Set task:
Carry on the write-up about the DOJ's FCPA Opinion Procedure Release from the point where it stops.

Supplied text:
On September 18th, the DOJ issued this FCPA Opinion Procedure Release. Seldom do things go unnoticed these days in the FCPA space, but this post appears to be the first public reporting of the release issued a few weeks ago.
First a summary of the Release which focuses on “foreign official” issues and then some analysis and commentary.
The Requestor was a U.S. lobbying firm who wished to represent the Embassy of a Foreign Country to the United States and the Foreign Country’s Foreign Ministry in its lobbying activities in the United States.
The Release describes as follows. “To facilitate that lobbying representation, the Requestor further wishes to contract with a third party (the “Consulting Company”) to introduce the Requestor to the Foreign Country Embassy, to advise the Requestor on cultural awareness issues in dealing with the Foreign Country’s officials and businesses, to act as the Requestor’s sponsor in the Foreign Country, to help the Requestor establish an office in the Foreign Country, and to identify additional business opportunities for the Requestor in the Foreign Country. One of the partners in the Consulting Company is a member of the royal family of the Foreign Country (the “Royal Family Member”), although he holds no position in the government.”
According to the release, the Consulting Company “is a limited liability company located in both the United States and the Foreign Country” and it has “three partners, one of which is the Royal Family Member.”
As to the Royal Family Member, the release states as follows.
“The Royal Family Member holds no title or position in the government, has no governmental duties or responsibilities, is a member of the royal family through custom and tradition rather than blood relation, and has no benefits or privileges because of his status. The Royal Family Member has held only one governmental position in the Foreign Country: in the late 1990s, he served for less than twelve months in a position overseeing a governmental construction project. Other than this one previous governmental position, the Royal Family Member does not act—and has never acted—in any capacity for, or on behalf of, the Foreign Country, or any department, agency, or instrumentality of the Foreign Country. The Royal Family Member has also never had any role in any public organization. The Royal Family Member’s position in the royal family does not put him in line to ascend to any governmental post.”
As to why the Requestor would engage the Consulting Company and the Royal Family Member in the first place, the release states as follows.

[Labeled shape records]

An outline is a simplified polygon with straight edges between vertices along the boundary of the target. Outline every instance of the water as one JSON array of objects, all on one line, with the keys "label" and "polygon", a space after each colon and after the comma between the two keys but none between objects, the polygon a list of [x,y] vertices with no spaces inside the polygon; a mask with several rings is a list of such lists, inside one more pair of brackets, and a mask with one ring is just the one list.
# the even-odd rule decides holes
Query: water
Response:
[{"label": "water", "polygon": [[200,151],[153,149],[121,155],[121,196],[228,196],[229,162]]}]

---

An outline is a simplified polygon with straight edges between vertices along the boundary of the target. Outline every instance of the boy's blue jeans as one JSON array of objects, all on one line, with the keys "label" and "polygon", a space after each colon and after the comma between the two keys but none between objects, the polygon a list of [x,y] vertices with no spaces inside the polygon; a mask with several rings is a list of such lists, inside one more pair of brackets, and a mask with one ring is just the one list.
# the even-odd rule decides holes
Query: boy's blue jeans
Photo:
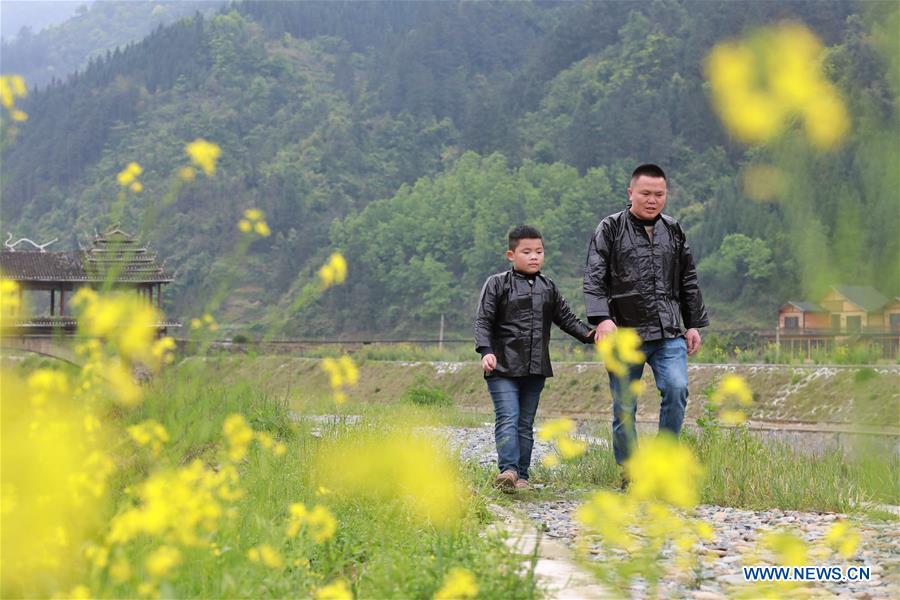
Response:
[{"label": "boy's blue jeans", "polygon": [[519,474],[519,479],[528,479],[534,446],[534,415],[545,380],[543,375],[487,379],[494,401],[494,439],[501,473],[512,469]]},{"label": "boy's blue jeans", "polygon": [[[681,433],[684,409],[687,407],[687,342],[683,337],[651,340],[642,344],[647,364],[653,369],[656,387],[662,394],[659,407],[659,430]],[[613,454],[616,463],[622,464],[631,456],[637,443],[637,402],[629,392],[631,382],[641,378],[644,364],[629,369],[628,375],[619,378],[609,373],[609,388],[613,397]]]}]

==

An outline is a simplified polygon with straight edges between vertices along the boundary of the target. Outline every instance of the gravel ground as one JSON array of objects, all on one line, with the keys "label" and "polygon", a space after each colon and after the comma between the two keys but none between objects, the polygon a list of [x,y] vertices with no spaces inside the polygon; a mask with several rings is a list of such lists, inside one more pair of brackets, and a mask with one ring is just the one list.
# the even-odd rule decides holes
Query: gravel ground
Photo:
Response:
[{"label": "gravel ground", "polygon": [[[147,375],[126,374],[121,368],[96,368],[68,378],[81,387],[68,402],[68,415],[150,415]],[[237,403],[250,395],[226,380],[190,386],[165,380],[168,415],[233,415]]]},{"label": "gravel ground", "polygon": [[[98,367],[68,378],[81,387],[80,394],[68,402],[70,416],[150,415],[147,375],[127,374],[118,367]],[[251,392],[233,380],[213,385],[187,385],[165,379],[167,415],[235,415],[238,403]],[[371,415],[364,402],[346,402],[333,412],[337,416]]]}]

Exercise response:
“Any private sector company planning to open an office or operate a business in the Foreign Country is required by law to have local sponsorship. The Royal Family Member has sponsored numerous foreign companies wishing to do business in the Foreign Country. In his work on behalf of these foreign companies, the Royal Family Member interacts in his personal capacity (i.e., not on behalf of the royal family) with government officials of the Foreign Country who are not themselves members of the royal family.”
The release further states as follows. “The Requestor believes that the Royal Family Member’s experience and expertise in matters relating to the Foreign Country are essential to its succesful lobbying efforts on behalf of the Foreign Country Embassy. In addition to these services, the Consulting Company may also work to identify additional business opportunities in the Foreign Country for the Requestor.”
The release notes that under the proposed engagement, the Requestor would pay the Consulting Company 20% of what it receives from the Foreign Country Embassy which the Consulting Company would then split equally “among its three partner, one of whom is the Royal Family Member.”
Based on these circumstances, the DOJ framed the issues as follows: (1) whether the Royal Family Member is a “foreign official” under the FCPA; and (2) whether the Requestor’s proposed engagement with the Consulting Company would result in any enforcement action by the Department.
The DOJ’s opinion “is that the Royal Family Member does not qualify as a foreign official under [the FCPA] so long as the Royal Family Member does not directly or indirectly represent that he is acting on behalf of the royal family or in his capacity as a member of the royal family.” The DOJ further stated as follows. ” [B]ased on the facts as represented by the Requestor, the Requestor’s proposed engagement of the Consulting Company to assist in its potential representation of the Foreign Country Embassy in its U.S. lobbying efforts may go forward without enforcement action. The Department does not opine about any other aspect of the proposed engagement.”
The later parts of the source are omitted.